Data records
::::::::::
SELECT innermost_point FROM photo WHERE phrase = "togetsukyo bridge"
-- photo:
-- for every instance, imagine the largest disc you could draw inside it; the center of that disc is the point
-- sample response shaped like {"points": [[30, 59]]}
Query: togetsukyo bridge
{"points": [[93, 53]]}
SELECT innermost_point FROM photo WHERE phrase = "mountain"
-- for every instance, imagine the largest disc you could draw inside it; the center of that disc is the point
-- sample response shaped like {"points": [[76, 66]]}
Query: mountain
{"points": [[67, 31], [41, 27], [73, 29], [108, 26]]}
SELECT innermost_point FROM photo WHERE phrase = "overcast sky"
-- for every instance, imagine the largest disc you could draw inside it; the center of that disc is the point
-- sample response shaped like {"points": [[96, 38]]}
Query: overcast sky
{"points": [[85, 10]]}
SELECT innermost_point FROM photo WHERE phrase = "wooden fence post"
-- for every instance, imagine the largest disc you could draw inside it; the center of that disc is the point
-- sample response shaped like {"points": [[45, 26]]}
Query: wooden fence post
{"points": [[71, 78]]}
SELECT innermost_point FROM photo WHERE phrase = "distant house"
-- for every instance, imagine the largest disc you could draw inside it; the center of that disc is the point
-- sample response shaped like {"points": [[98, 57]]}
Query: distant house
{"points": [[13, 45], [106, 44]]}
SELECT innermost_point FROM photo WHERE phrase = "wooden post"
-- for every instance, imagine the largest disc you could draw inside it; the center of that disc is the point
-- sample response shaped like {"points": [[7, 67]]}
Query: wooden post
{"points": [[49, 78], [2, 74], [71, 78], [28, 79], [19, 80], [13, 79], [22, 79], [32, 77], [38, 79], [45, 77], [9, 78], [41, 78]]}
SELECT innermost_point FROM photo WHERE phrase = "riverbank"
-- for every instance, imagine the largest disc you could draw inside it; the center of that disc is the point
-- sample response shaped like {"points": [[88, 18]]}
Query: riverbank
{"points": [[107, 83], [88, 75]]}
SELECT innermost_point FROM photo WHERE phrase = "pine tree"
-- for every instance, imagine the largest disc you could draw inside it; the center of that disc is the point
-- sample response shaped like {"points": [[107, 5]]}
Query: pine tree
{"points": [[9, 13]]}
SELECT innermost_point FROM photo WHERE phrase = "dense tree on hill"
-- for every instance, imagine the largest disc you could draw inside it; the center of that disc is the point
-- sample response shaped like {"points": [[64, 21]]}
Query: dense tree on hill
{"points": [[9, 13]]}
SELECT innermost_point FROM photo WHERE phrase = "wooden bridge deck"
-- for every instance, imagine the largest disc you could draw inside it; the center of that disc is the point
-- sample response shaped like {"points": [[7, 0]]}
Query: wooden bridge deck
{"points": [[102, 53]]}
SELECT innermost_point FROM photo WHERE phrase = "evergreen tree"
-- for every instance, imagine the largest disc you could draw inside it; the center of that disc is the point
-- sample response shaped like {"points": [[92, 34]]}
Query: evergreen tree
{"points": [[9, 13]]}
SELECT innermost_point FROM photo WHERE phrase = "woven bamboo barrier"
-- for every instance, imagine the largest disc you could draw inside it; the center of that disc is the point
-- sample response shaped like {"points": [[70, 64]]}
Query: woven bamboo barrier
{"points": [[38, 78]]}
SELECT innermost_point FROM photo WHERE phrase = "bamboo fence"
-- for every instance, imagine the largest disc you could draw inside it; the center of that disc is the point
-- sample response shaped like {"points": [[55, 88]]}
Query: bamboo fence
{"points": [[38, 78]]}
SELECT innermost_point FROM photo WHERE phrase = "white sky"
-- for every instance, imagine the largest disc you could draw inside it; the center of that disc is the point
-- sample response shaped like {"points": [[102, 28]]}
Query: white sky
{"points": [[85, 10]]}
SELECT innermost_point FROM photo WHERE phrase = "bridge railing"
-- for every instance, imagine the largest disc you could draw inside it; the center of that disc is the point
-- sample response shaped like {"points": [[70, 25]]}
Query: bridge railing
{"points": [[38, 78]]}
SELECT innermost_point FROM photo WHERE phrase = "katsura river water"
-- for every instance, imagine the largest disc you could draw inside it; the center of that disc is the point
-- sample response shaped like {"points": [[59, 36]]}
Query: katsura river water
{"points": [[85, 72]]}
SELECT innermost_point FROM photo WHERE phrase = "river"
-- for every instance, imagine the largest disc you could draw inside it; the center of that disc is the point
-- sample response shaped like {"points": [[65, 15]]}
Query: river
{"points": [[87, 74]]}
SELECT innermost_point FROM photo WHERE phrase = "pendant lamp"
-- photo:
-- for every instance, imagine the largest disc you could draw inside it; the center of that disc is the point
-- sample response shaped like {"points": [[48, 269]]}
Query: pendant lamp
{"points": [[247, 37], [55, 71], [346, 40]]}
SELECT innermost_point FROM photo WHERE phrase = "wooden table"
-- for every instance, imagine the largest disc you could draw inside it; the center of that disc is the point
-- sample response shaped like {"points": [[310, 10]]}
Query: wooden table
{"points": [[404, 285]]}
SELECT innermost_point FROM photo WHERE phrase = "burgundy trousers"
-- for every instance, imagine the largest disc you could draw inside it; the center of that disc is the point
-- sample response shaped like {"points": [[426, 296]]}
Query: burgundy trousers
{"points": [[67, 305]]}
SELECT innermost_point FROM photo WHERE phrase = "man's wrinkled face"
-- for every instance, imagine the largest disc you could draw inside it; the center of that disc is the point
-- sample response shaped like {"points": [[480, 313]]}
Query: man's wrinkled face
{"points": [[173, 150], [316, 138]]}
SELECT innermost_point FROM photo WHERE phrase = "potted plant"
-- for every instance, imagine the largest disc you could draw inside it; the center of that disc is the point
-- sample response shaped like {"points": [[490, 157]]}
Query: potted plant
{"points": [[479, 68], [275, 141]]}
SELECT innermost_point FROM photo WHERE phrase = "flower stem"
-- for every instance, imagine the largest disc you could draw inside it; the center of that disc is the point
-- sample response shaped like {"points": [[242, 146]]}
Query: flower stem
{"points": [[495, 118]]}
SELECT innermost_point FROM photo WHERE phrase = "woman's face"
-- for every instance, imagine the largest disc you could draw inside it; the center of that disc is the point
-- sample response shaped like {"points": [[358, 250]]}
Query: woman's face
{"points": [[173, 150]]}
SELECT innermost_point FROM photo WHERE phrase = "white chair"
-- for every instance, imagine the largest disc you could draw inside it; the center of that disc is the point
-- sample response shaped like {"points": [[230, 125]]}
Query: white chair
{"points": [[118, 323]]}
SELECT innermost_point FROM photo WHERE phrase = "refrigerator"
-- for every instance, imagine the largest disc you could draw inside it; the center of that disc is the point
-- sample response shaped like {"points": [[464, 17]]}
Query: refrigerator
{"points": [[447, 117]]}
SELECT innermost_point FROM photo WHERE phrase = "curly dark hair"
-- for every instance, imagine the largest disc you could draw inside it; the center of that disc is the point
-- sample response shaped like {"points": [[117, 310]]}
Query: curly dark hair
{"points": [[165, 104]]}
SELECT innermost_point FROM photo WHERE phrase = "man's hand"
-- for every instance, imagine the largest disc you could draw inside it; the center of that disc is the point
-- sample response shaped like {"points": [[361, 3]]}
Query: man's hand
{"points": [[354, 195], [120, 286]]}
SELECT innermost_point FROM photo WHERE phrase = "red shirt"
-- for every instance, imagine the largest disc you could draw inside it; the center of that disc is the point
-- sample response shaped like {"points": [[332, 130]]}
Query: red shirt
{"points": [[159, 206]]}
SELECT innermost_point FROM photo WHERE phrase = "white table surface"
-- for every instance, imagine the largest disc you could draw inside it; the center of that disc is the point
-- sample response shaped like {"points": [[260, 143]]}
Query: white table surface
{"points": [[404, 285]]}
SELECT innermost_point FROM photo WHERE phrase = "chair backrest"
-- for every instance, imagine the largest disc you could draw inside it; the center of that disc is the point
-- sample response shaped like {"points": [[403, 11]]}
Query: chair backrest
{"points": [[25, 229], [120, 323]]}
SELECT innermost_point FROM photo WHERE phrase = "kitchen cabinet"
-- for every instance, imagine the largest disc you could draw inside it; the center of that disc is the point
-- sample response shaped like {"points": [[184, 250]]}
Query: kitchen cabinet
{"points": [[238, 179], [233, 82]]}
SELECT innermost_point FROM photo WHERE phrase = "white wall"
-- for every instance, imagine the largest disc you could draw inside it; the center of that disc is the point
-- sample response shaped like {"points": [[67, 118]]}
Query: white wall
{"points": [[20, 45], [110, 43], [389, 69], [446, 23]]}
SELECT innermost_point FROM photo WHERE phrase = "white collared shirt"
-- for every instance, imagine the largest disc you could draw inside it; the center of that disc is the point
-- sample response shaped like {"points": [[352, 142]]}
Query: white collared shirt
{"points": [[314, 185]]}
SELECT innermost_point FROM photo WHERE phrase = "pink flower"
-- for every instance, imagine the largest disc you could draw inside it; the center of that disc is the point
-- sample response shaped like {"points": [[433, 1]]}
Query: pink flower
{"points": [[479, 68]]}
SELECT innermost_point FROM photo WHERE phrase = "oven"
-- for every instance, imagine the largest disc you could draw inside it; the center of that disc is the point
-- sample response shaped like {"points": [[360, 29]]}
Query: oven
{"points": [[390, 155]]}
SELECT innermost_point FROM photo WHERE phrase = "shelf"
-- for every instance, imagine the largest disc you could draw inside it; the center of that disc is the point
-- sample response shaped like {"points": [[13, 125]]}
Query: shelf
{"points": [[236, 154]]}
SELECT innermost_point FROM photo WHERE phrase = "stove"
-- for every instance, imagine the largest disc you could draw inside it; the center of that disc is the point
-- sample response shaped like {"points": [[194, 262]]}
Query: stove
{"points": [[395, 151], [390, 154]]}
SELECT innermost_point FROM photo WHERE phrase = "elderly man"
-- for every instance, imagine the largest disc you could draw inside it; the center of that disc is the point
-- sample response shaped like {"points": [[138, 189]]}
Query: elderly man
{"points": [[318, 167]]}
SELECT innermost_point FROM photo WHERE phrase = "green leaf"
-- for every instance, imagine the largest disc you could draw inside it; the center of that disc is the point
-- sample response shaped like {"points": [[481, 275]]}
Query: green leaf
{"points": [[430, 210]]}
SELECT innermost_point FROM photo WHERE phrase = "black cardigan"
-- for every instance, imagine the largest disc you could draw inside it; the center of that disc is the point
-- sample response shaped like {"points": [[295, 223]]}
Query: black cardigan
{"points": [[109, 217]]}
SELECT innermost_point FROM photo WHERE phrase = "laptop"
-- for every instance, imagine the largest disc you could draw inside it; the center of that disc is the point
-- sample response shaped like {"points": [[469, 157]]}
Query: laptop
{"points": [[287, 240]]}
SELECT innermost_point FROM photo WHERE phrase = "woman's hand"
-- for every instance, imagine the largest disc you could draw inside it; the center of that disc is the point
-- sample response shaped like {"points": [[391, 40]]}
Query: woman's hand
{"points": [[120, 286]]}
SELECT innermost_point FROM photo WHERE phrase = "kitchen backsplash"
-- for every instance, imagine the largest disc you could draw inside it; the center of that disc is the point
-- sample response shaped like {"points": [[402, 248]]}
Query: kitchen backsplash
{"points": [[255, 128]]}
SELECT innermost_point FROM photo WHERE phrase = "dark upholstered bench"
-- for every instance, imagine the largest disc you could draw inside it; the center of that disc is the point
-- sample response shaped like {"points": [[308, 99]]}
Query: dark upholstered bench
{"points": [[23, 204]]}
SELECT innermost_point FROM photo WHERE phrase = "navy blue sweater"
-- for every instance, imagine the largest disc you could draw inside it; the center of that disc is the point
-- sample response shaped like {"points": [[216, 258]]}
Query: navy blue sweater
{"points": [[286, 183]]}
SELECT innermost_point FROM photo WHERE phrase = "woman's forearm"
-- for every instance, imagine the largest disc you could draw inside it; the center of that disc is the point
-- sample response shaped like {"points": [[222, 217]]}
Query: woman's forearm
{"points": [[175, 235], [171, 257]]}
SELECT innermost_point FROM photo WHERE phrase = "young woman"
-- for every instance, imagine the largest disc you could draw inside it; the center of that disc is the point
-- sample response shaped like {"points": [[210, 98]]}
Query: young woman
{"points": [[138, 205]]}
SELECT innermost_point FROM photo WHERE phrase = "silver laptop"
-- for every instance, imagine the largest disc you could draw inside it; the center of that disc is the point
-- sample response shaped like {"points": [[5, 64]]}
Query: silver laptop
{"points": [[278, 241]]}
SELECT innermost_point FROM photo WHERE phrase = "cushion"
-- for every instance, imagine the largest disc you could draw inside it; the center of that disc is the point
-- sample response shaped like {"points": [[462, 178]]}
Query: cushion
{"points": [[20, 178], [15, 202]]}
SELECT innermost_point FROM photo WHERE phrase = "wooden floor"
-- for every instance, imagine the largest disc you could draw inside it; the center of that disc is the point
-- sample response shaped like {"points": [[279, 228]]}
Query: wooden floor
::::::::::
▸ **THE PROBLEM**:
Return every line of the records above that contains the word "post".

▸ **FINAL RESULT**:
SELECT innermost_point FROM photo WHERE phrase = "wooden fence post"
Query: wooden fence post
SELECT innermost_point FROM photo WHERE phrase = "wooden post"
Query: wooden post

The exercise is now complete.